_Supplied passage_.
= = =

# Are plugins platform agnostic?



## LJR69 (Jul 24, 2009)

Will all plugins for LR work on both PC and Mac systems? For example in PS some scripts won't work on the Mac as they use VBScript, likewise Applescript scripts won't run on a PC. Is it something I need to be aware before purchasing a plugin for LR?


----------



## pknoot (Jul 24, 2009)

I use them on both my PC and Mac LR installations with no issues.


----------



## johnbeardy (Jul 24, 2009)

Largely, yes. But it depends on the plug-in. The core Lua language is the same on each platform, but it's possible to make calls which don't work on one or the other. The situation is more analagous to writing PS scripts using JavaScript.


----------



## LJR69 (Jul 24, 2009)

So it seems from what you are saying that generally, i.e. in most cases, they are completely platform independent, but very occasionally you'll get one that will only work on a specific platform. 
Thanks!


----------



## johnbeardy (Jul 24, 2009)

Assume they will be cross platform unless the developer says otherwise. Only a very few are limited to Mac or PC.

John


----------



## LJR69 (Jul 24, 2009)

That's great! Thanks.


----------



## theturninggate (Jul 24, 2009)

I can tell you that some of the third-party web engines behave differently using LR/Mac and LR/Win based on the Lightroom Web module's dependency on the native browser (Mac/Safari, Windows/IE) to generate the web gallery preview. Internet Explorer is much more prone to throw fits over Javascript, and is therefore less stable than the Mac version.


----------

= = =

_Short exercise A_. From the forum thread on plugin compatibility, set down the text between "That's great! Thanks." and "the Mac version.", inclusive, with no changes.
The forum thread above and the rows that come next are unrelated materials.

_Data shown_.

= = =

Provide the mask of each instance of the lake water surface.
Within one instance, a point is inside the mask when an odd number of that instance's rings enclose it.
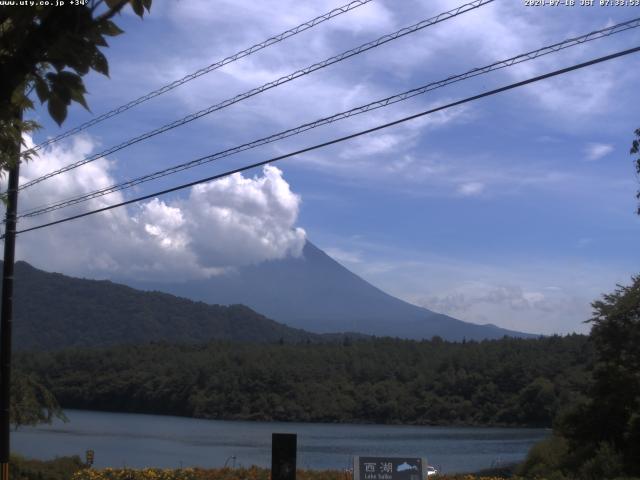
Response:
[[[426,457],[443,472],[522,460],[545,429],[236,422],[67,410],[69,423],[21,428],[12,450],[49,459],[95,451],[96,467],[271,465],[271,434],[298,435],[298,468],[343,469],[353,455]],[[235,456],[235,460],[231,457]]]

= = =

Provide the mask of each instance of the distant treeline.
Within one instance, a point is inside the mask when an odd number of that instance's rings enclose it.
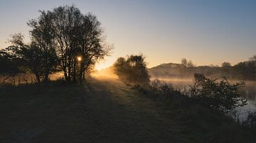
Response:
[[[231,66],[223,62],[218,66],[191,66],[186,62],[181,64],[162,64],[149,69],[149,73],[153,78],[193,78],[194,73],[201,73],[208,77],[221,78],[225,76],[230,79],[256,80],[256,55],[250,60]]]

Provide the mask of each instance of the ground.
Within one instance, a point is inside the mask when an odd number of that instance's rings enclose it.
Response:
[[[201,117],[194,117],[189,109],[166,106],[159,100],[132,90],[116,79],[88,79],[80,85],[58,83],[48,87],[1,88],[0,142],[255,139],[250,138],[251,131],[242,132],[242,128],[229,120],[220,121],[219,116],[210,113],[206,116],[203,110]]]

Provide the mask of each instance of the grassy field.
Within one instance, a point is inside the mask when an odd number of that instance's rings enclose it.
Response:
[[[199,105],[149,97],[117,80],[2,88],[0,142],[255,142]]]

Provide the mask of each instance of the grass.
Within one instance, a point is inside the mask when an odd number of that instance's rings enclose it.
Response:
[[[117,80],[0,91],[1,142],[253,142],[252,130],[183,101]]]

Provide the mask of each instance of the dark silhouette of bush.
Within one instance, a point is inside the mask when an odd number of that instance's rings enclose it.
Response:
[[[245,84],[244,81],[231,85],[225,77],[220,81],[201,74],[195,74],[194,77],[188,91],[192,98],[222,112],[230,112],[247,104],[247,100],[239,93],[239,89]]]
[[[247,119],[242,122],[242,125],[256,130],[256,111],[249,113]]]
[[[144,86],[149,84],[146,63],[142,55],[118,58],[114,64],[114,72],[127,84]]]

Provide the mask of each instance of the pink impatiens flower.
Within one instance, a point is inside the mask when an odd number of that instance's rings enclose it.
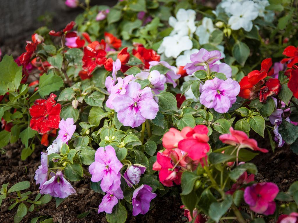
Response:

= = =

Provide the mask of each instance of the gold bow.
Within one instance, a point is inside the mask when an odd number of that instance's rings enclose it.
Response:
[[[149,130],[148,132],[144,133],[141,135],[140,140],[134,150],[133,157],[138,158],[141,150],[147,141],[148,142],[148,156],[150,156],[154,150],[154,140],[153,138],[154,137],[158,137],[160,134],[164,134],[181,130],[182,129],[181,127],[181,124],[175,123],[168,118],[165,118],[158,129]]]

= = =

_Short exercise B_. Give only the rows between the lines holding "Provide the mask of each instance of the ground." and "[[[117,80],[0,91],[1,142],[253,142],[252,130],[183,101]]]", inclusive, substituting "Answer" for "Response" and leaving everything else unchanged.

_Full response A_.
That's great! Thanks.


----------



## theturninggate (Jul 24, 2009)

I can tell you that some of the third-party web engines behave differently using LR/Mac and LR/Win based on the Lightroom Web module's dependency on the native browser (Mac/Safari, Windows/IE) to generate the web gallery preview. Internet Explorer is much more prone to throw fits over Javascript, and is therefore less stable than the Mac version.

_Full response B_.
Provide the mask of each instance of the ground.
Within one instance, a point is inside the mask when an odd number of that instance's rings enclose it.
Answer:
[[[201,117],[194,117],[189,109],[166,106],[159,100],[132,90],[116,79],[88,79],[80,85],[58,83],[48,87],[1,88],[0,142],[255,139],[250,138],[251,131],[242,132],[242,128],[229,120],[220,121],[219,116],[210,113],[206,116],[203,110]]]

Provide the mask of each instance of the grassy field.
Within one instance, a point is inside the mask when an odd number of that instance's rings enclose it.
Answer:
[[[199,105],[149,97],[117,80],[2,88],[0,142],[255,142]]]

Provide the mask of each instance of the grass.
Within one instance, a point is inside the mask when an odd number of that instance's rings enclose it.
Answer:
[[[117,80],[0,91],[1,142],[253,142],[252,130],[183,101]]]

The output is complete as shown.